[SUPPLIED PASSAGE]
Explicitly permit undefined behavior in constant initializers for global

variables in C, in the cases where we can constant-fold it to a value
regardless (such as floating-point division by zero and signed integer
overflow). Strictly enforcing this rule breaks too much code.

llvm-svn: 254992

clang/include/clang/AST/Expr.h

@@ -529,10 +529,15 @@ public:
 
   /// EvalStatus is a struct with detailed info about an evaluation in progress.
   struct EvalStatus {
-    /// HasSideEffects - Whether the evaluated expression has side effects.
+    /// \brief Whether the evaluated expression has side effects.
     /// For example, (f() && 0) can be folded, but it still has side effects.
     bool HasSideEffects;
 
+    /// \brief Whether the evaluation hit undefined behavior.
+    /// For example, 1.0 / 0.0 can be folded to Inf, but has undefined behavior.
+    /// Likewise, INT_MAX + 1 can be folded to INT_MIN, but has UB.
+    bool HasUndefinedBehavior;
+
     /// Diag - If this is non-null, it will be filled in with a stack of notes
     /// indicating why evaluation failed (or why it failed to produce a constant
     /// expression).

[DATASET]
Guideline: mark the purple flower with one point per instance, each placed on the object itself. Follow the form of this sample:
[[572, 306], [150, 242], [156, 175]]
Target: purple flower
==
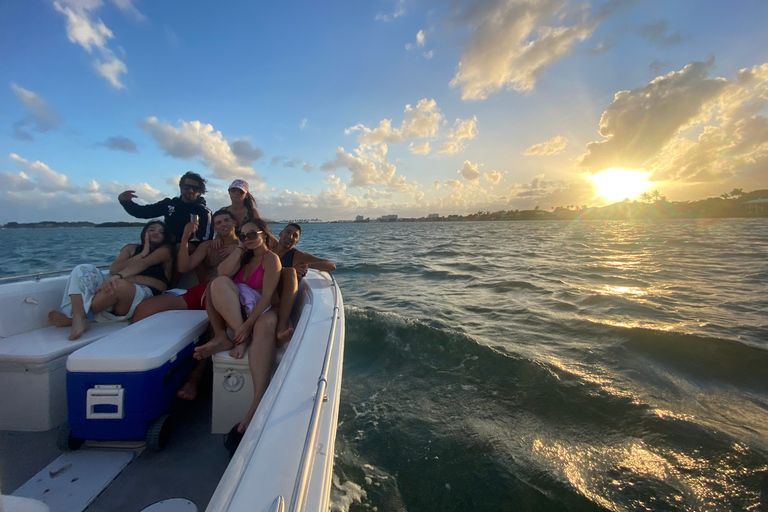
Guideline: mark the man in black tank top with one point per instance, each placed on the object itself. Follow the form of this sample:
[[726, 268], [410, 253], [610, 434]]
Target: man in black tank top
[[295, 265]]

[WORK TO DO]
1. In the entries, begin at the line that contains "Guideline: mark the purple" and stop after the line that contains "Target: purple flower". Recast those lines as a JSON list of strings, one string per line, with blank lines left out.
2. Continue the clang commit diff from where it stops.
The clang commit diff and the entries are unrelated.

[ANSWER LIST]
1.
[
  "Guideline: mark the purple flower with one point per instance, each placed on the object itself. Follow the form of this sample:",
  "[[572, 306], [150, 242], [156, 175]]",
  "Target: purple flower"
]

2.
@@ -542,7 +547,8 @@ public:
     /// expression *is* a constant expression, no notes will be produced.
     SmallVectorImpl<PartialDiagnosticAt> *Diag;
 
-    EvalStatus() : HasSideEffects(false), Diag(nullptr) {}
+    EvalStatus()
+        : HasSideEffects(false), HasUndefinedBehavior(false), Diag(nullptr) {}
 
     // hasSideEffects - Return true if the evaluated expression has
     // side effects.
@@ -575,7 +581,12 @@ public:
   /// side-effects.
   bool EvaluateAsBooleanCondition(bool &Result, const ASTContext &Ctx) const;
 
-  enum SideEffectsKind { SE_NoSideEffects, SE_AllowSideEffects };
+  enum SideEffectsKind {
+    SE_NoSideEffects,          ///< Strictly evaluate the expression.
+    SE_AllowUndefinedBehavior, ///< Allow UB that we can give a value, but not
+                               ///< arbitrary unmodeled side effects.
+    SE_AllowSideEffects        ///< Allow any unmodeled side effect.
+  };
 
   /// EvaluateAsInt - Return true if this is a constant which we can fold and
   /// convert to an integer, using any crazy technique that we want to.
@@ -584,7 +595,8 @@ public:
 
   /// isEvaluatable - Call EvaluateAsRValue to see if this expression can be
   /// constant folded without side-effects, but discard the result.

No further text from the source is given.